**PAGE TEXT:**
--- START ---

# Is OPV mod necessary for a pre-Philips machine?



## bronterre (Mar 25, 2014)

I know that a lot has been written about this topic, but it's difficult to get a clear idea from some of the lengthy threads. So, if you'll excuse a naive question: do you need an OPV mod for a pre-Philips machine? I ask because it can be inferred that post-Philips machines are set up for pressurised baskets and therefore the mod is unnecessary or less necessary with a pre-Philips one.

When I started with the Gaggia, I thought the Dualit grinder I was using the bees' knees, but was sadly disabused after coming on here. The finest I could grind the beans still meant that a double shot went through in about 12 seconds. Since I bought the Mignon, I've got the shot within 25-30 seconds (and it tastes not bad) - thanks to the wise forum member whom I'm afraid I can't remember who said somewhere that before considering the mod, we'd have to make sure that we'd got the grind right. So, is the issue with the pressure a matter of the speed of the shot, or something else? And any other observations are welcome.

--- END ---

**EXERCISES TO COMPLETE:**
- a) Rewrite the OPV mod thread starting with "# Is OPV mod" and going on through "a pre-Philips one.", with "OPV mod" changed to "over-pressure valve modification".
- b) Answer these questions from the OPV mod thread:
(i) On what date was the post made?
(ii) How long did a double shot take with the Dualit grinder at its finest setting?
(iii) What shot time has the poster reached since buying the Mignon?
- c) For each statement, say whether the OPV mod thread agrees, and quote the words that settle it:
(i) The poster finds it easy to get a clear idea from the lengthy threads.
(ii) The poster remembers the name of the forum member who gave advice about the grind.
(iii) When the poster started with the Gaggia, they were using a Dualit grinder.

**GIVEN ENTRIES:**
--- START ---

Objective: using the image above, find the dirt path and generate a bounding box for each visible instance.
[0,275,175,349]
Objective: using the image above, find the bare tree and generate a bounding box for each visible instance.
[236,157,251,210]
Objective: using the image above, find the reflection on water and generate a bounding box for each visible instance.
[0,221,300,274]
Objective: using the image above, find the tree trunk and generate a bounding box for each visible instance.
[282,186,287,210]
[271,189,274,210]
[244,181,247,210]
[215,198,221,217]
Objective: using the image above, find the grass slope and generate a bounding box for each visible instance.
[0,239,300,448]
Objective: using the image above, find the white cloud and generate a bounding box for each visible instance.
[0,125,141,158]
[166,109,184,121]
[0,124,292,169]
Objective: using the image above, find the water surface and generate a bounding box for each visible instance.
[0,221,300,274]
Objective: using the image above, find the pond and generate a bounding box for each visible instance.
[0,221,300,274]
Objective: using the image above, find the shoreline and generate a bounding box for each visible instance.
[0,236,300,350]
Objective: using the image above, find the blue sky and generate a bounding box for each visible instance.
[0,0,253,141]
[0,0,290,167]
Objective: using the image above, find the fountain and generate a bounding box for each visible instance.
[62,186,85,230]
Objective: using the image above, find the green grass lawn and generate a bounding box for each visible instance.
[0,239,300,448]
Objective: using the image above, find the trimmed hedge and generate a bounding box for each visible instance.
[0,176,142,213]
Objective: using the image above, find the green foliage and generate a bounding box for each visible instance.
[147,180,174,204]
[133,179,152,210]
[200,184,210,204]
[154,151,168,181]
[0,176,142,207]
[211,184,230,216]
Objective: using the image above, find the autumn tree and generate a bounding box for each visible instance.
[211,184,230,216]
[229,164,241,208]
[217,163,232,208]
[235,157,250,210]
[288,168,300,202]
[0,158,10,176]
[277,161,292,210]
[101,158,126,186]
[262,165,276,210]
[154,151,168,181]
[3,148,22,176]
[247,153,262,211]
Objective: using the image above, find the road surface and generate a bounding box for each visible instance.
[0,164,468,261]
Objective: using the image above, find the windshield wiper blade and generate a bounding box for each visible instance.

--- END ---

**SOLUTIONS IN ORDER:**
- a)
# Is over-pressure valve modification necessary for a pre-Philips machine?



## bronterre (Mar 25, 2014)

I know that a lot has been written about this topic, but it's difficult to get a clear idea from some of the lengthy threads. So, if you'll excuse a naive question: do you need an over-pressure valve modification for a pre-Philips machine? I ask because it can be inferred that post-Philips machines are set up for pressurised baskets and therefore the mod is unnecessary or less necessary with a pre-Philips one.

- b)
(i) Mar 25, 2014
(ii) About 12 seconds
(iii) 25-30 seconds

- c)
(i) No: "it's difficult to get a clear idea from some of the lengthy threads"
(ii) No: "whom I'm afraid I can't remember"
(iii) Yes: "When I started with the Gaggia, I thought the Dualit grinder I was using the bees' knees"